[[ Material shown, beginning ]]

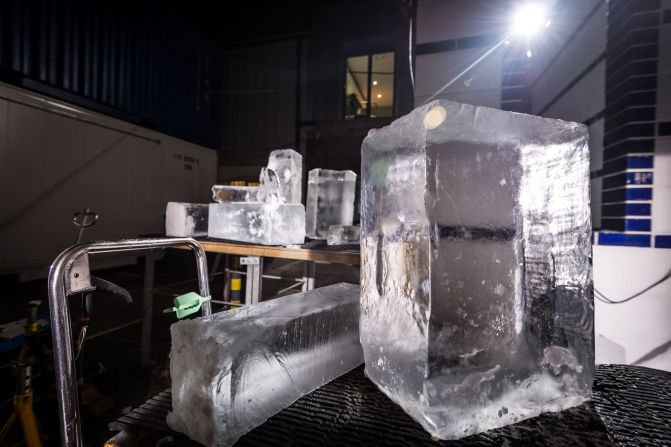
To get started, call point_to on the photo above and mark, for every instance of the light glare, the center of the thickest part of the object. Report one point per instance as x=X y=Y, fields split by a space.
x=529 y=19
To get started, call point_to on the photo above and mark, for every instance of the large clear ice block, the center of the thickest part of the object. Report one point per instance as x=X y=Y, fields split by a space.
x=476 y=302
x=232 y=371
x=232 y=193
x=257 y=222
x=330 y=200
x=186 y=219
x=287 y=164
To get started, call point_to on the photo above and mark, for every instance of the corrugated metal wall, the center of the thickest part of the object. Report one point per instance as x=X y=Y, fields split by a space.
x=258 y=102
x=133 y=60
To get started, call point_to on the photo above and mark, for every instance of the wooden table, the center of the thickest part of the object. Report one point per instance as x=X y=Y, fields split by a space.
x=252 y=257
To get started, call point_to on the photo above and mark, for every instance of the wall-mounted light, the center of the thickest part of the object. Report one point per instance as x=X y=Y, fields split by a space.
x=529 y=19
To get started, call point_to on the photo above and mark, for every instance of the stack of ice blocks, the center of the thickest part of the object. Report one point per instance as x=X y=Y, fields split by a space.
x=271 y=214
x=476 y=301
x=232 y=371
x=330 y=201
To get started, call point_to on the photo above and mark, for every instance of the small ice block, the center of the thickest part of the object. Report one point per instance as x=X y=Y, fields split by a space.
x=330 y=200
x=186 y=219
x=343 y=235
x=230 y=193
x=476 y=286
x=235 y=369
x=258 y=222
x=287 y=164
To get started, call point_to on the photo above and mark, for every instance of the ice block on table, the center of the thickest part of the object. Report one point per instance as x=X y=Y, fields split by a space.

[[ Material shown, end ]]

Directions for this task —
After locating the line with "of the corrugated" in the records above, please set down that line and all later ones exactly, and no other line.

Solution to the exercise —
To get started, call point_to on the photo above and mark, for every instance of the corrugated metal wall, the center of the thickest part of the object. Report one point per instance as x=X y=Y, fields split by a space.
x=258 y=102
x=133 y=60
To get started, call point_to on the photo above and mark, for every instance of the wooden table, the center of the thickest part of the object. Report one point per instance as x=X y=Y, fields split by a space.
x=252 y=257
To get started, call point_to on the photo above and mark, for every instance of the wall-mounted light, the center of the thickest part of the object. Report one point per instance as x=X y=Y, fields split by a space.
x=529 y=19
To get started, call point_to on the photo above and mark, for every instance of the stack of ice blocks, the center of the thickest part of the object. Report one point per instance as x=X y=Y, fields split by a space.
x=271 y=214
x=476 y=301
x=232 y=371
x=330 y=201
To get started, call point_to on the photo above and mark, for every instance of the small ice block, the center of the thickest part of the object. Report one point per instance as x=X y=Y, fields split by a space.
x=330 y=200
x=186 y=219
x=343 y=235
x=230 y=193
x=476 y=286
x=235 y=369
x=258 y=222
x=287 y=164
To get started, call point_to on the photo above and mark, for every instance of the ice block on table, the center of the thickest part of the object. Report one point per instance as x=X y=Y, fields split by a space.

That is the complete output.